Document passage
* Start *

Re: GPGPU progess

2017-06-03 Thread David Nadlinger via Digitalmars-d

On Saturday, 3 June 2017 at 23:13:09 UTC, Nicholas Wilson wrote:

Good idea, name of global needs to be known in advance though.


Why, and how would that be a non-trivial problem?

 — David


Re: GPGPU progess

2017-06-03 Thread Nicholas Wilson via Digitalmars-d

On Saturday, 3 June 2017 at 14:12:28 UTC, David Nadlinger wrote:

On Saturday, 3 June 2017 at 12:13:41 UTC, Nicholas Wilson wrote:
Alas no. __attribute__((target(...)) works because it 
targeting different targets of the _same_ backend, this 
targets different backends.


But surely you could just take the buffer with the object code 
emitted by the compute target backend and emit it as constant 
global data into the host llvm::Module?


 — David


Good idea, name of global needs to be known in advance though.

* End *

Material
* Start *

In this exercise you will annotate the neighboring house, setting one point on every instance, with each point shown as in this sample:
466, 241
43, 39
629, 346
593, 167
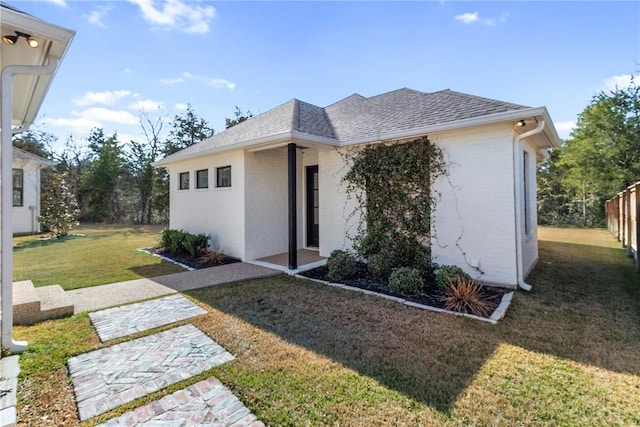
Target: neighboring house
273, 184
31, 52
26, 191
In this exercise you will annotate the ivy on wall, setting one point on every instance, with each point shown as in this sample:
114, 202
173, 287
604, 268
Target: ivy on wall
391, 184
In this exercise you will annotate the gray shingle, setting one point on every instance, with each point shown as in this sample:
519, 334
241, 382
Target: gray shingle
356, 117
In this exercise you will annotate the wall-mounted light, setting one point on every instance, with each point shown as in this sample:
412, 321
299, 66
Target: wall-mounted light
11, 39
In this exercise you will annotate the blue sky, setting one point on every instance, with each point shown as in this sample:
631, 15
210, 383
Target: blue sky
160, 55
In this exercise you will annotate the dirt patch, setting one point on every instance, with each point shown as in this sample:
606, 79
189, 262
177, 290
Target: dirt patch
431, 295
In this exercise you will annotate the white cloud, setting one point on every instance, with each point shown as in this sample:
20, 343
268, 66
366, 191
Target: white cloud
61, 3
146, 105
215, 82
176, 14
468, 17
96, 16
474, 17
104, 98
621, 82
101, 115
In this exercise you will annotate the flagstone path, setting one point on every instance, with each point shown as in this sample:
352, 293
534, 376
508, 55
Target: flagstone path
129, 319
111, 376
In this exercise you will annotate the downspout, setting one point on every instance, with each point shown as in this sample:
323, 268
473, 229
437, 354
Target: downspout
6, 157
517, 148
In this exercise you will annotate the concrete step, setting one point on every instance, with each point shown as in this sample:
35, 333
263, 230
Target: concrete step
54, 302
26, 303
31, 304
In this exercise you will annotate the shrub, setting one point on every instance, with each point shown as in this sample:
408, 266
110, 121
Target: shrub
342, 265
195, 244
450, 274
180, 241
465, 296
215, 255
406, 280
380, 265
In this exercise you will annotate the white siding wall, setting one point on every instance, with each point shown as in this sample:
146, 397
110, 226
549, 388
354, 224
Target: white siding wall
338, 223
530, 242
266, 203
474, 222
25, 219
215, 211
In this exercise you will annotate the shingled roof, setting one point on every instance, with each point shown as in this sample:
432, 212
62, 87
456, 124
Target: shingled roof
354, 117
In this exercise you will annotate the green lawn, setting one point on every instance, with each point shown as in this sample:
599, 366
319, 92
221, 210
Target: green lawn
567, 353
91, 255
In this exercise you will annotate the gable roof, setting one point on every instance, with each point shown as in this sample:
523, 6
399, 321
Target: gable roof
354, 119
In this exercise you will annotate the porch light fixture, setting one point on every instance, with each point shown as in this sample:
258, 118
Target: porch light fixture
10, 39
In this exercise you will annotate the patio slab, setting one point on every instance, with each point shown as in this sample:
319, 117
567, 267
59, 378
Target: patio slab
130, 319
207, 402
109, 377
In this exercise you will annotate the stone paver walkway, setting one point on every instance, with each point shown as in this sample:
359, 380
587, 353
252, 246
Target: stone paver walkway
207, 402
129, 319
111, 376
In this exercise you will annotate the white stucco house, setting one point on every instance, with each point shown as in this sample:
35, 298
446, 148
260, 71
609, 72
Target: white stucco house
31, 52
26, 190
272, 184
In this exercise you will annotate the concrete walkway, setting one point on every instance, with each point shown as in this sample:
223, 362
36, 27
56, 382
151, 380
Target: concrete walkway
99, 297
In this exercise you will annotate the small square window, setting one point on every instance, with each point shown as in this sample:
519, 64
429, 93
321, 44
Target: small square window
223, 176
18, 177
184, 180
202, 178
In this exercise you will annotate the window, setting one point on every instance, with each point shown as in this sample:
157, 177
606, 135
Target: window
18, 187
526, 193
223, 176
202, 178
184, 180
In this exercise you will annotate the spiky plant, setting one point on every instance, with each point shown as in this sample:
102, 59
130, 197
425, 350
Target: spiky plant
465, 296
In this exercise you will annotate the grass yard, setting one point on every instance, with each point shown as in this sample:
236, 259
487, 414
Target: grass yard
568, 353
103, 254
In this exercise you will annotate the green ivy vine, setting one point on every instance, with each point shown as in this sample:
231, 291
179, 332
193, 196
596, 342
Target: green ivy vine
391, 184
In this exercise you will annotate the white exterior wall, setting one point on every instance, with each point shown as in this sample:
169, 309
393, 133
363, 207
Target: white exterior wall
474, 220
215, 211
339, 217
24, 218
529, 242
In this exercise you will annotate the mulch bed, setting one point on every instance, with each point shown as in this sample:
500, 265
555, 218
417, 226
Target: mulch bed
193, 262
432, 296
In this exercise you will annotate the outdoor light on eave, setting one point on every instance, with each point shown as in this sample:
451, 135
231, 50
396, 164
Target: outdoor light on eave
11, 39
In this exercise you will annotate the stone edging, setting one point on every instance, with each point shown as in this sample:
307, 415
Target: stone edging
498, 313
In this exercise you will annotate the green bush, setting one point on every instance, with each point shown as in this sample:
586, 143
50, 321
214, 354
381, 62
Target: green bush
196, 244
448, 274
342, 265
180, 241
380, 265
406, 280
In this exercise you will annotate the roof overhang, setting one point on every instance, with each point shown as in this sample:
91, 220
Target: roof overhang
29, 90
548, 139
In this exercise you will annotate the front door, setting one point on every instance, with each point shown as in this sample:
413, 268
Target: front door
313, 210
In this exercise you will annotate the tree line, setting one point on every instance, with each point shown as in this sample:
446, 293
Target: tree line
108, 180
600, 159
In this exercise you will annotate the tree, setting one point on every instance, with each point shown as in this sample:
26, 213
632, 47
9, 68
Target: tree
59, 211
188, 129
147, 180
240, 117
603, 155
36, 142
101, 182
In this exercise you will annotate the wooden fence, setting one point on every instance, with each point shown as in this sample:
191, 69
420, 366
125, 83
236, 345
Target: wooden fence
623, 217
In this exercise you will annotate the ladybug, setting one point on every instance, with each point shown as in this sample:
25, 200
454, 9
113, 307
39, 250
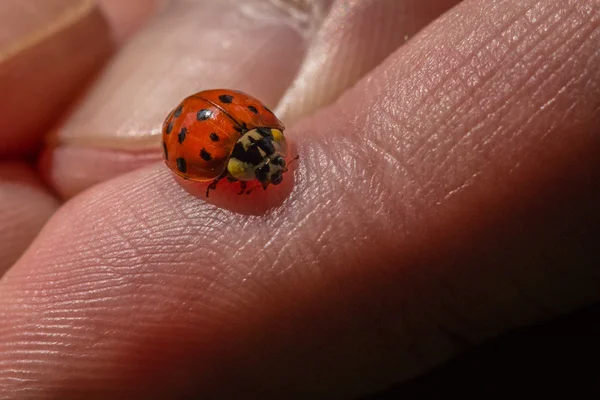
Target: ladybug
221, 133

* End *

Can you reproduce the GPGPU thread above word for word, from "2017-06-03 Thread David" to "a non-trivial problem?"?

2017-06-03 Thread David Nadlinger via Digitalmars-d

On Saturday, 3 June 2017 at 23:13:09 UTC, Nicholas Wilson wrote:

Good idea, name of global needs to be known in advance though.


Why, and how would that be a non-trivial problem?